** BEGIN Text passage **
Opinion Editorial
THE TWO-PARTY FUNERAL PARADE
(or: the band keeps playing, nobody checks the casket)
There’s a kind of national decay that doesn’t arrive with sirens or headlines
No sirens. No clean break. Nothing dramatic enough for cable news graphics.
Just a slow lean in the structure.
A floorboard dipping half an inch.
People adjusting their footing instead of asking why the house feels different.
That’s where we are.
Not collapsing exactly. Collapse would at least be honest.
This is quieter than that. Softer. The long way down.
Republicans and Democrats don’t chase truth. They circle it like drunks around a streetlight, hoping nobody notices it’s already dead.
Most days the word itself doesn’t even make the agenda.
What’s left is staging. Angles. Lighting. A permanent audition where the script comes from people whose names never show up on ballots.
One side sells fear like hurricane plywood two days before landfall.
** END Text passage **
** BEGIN Material for this task **
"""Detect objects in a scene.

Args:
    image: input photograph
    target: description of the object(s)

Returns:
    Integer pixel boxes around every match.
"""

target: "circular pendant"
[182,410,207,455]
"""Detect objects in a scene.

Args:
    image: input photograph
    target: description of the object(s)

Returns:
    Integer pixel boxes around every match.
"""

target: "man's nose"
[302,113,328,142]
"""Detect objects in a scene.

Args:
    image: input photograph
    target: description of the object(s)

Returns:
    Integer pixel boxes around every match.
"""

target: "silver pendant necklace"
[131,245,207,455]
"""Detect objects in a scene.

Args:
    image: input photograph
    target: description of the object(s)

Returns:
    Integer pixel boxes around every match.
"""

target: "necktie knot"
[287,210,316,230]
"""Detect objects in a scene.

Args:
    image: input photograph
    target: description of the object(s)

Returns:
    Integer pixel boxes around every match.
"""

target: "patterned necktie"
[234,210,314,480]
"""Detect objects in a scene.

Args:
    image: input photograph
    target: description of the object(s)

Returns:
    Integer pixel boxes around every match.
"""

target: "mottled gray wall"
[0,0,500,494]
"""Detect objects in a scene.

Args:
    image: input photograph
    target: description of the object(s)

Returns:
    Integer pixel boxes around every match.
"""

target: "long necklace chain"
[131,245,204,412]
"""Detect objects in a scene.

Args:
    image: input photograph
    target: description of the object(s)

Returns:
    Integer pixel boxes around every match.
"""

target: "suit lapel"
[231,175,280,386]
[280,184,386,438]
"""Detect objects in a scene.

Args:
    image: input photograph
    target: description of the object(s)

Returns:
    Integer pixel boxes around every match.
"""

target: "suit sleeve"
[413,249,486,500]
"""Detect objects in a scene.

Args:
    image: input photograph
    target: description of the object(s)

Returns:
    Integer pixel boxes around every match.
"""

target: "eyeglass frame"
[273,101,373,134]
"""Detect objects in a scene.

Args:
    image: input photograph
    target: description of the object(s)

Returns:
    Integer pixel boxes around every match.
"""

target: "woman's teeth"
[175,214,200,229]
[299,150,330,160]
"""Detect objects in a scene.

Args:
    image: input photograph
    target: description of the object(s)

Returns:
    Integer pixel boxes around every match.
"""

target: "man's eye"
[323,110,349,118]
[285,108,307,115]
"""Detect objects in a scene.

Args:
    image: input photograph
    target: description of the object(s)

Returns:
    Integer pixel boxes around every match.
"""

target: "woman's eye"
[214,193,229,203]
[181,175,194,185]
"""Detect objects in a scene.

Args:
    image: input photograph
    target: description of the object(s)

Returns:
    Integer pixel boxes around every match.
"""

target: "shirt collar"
** END Material for this task **
▶ Jobs
• A. Transcribe the part of the opinion editorial that opens with the words containing "People adjusting their" and closes with "long way down.".
• B. Shift every bounding-box coordinate up by 100 in the listing from its start through the line containing "[182,410,207,455]", and reproduce only those lines, requests included.

▶ Final results
• A.
People adjusting their footing instead of asking why the house feels different.
That’s where we are.
Not collapsing exactly. Collapse would at least be honest.
This is quieter than that. Softer. The long way down.

• B.
"""Detect objects in a scene.

Args:
    image: input photograph
    target: description of the object(s)

Returns:
    Integer pixel boxes around every match.
"""

target: "circular pendant"
[282,510,307,555]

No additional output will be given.